-- Start of Selected excerpt --

Scheduler activations don't require swap_to.

The kernel wakes up the user space scheduler when it decides to put the process onto a cpu. The user space scheduler decides which user space thread executes in the kernel thread context that it runs in, and does a user space thread switch (not a full context switch) to it. It's a combination of kernel threads and user space (aka "green") threads.


It might! I'm not sure if it's an exact fit or not but the User Managed Concurrency Groups work[1] Google is trying to upstream with their Fibers userland-scheduling library sounds like it could be a match, and perhaps it could get the upstreaming itcs seeking.

[1] https://www.phoronix.com/scan.php?page=news_item&px=Google-F...


I think some of the *BSDs have (or had) it. Linux almost got it at the turn of the millennium, with the Next Generation Posix Threading project, but then the much simpler and faster NPTL won.


Solaris had this over a decade ago now with event ports which are basically a variant of Windows IOCP:

https://web.archive.org/web/20110719052845/http://developers...

So at least one UNIX system had them a while ago.


People keep saying this but IME that's not how the Solaris Event Ports API works at all. The semantics of Solaris Event Ports is nearly identical to both epoll+family and kqueue. And like with both those others (ignoring io_uring), I/O completion is done using the POSIX AIO interface, which signals completion through the Event Port descriptor.

I've written at least two wrapper libraries for I/O readiness, POSIX signal, file event, and user-triggered event polling that encompass epoll, kqueue, and Solaris Event Ports. Supporting all three is relatively trivial from an API perspective because they work so similarly. In fact, notably all three let you poll on the epoll, kqueue, or Event Port descriptor itself. So you can have event queue trees, which is very handy when writing composable libraries.


I remember IPX has similar communication model. To read from the network, you post an array of buffer pointers to the IPX driver and can continue to do whatever. When the buffers are filled, the driver calls your completion function.


Do you have some references?


io_uring is Linux specific. BSD offers kqueue instead, introduced in 2000.

I believe both are limited to specific operations, mostly IO, and aren't fully general asynchronous syscall interfaces.


The entire point of the article is that it is not just for IO.


> The entire point of the article is that it is not just for IO

I went through the list of operations supported by `io_uring_enter`. Almost all of them are for IO, the remainder (NOP, timeout, madvise) are useful for supporting IO, though madvise might have some non-IO uses as well. While io_uring could form the basis of a generic async syscall interface in the future, in its current state it most certainly is not.

The article mostly talks about io_uring enabling completion based IO instead of readiness based IO.

AFAIK kqueue also supports completion based IO using aio_read/aio_write together with sigevent.


> AFAIK kqueue also supports completion based IO using aio_read/aio_write together with sigevent.

If you can point to a practical example of a program doing it this way and seeing a performance benefit, I would be curious to see it. I did some googling and didn't really even find any articles mentioning this as possibility.

kqueue is widely considered to be readiness based, just like epoll, not completion based.

What you wrote sounds like an interesting hack, but I'm not sure it counts for much if it is impractical to use.


POSIX AIO uses `struct sigevent` to notify completion. On FreeBSD you can set ->sigev_notify to SIGEV_KEVENT, and ->sigev_notify_kqueue to a kqueue descriptor.

-- End of Selected excerpt --
-- Start of Material provided --

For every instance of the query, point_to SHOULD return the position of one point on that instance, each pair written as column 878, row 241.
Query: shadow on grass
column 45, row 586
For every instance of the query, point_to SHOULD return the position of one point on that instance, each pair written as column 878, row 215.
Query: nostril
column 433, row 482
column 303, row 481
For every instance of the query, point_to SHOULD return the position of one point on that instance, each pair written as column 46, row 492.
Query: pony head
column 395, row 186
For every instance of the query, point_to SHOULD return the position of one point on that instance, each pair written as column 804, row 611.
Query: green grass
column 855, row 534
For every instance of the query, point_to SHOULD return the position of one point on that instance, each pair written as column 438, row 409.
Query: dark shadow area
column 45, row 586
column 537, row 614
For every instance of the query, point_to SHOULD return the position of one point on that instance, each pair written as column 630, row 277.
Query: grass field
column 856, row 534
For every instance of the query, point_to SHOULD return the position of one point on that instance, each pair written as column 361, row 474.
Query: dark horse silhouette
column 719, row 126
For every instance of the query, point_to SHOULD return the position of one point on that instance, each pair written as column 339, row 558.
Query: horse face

-- End of Material provided --

● **Written exercise**:
Answer these questions from the forum thread on asynchronous I/O:
1. In what year was kqueue introduced?
2. Which operations supported by `io_uring_enter` are named as not being IO themselves?
3. On FreeBSD, what value can ->sigev_notify be set to?
The items are separate material and not part of the forum thread.

● **Solution to the problem**:
1. 2000
2. NOP, timeout, and madvise
3. SIGEV_KEVENT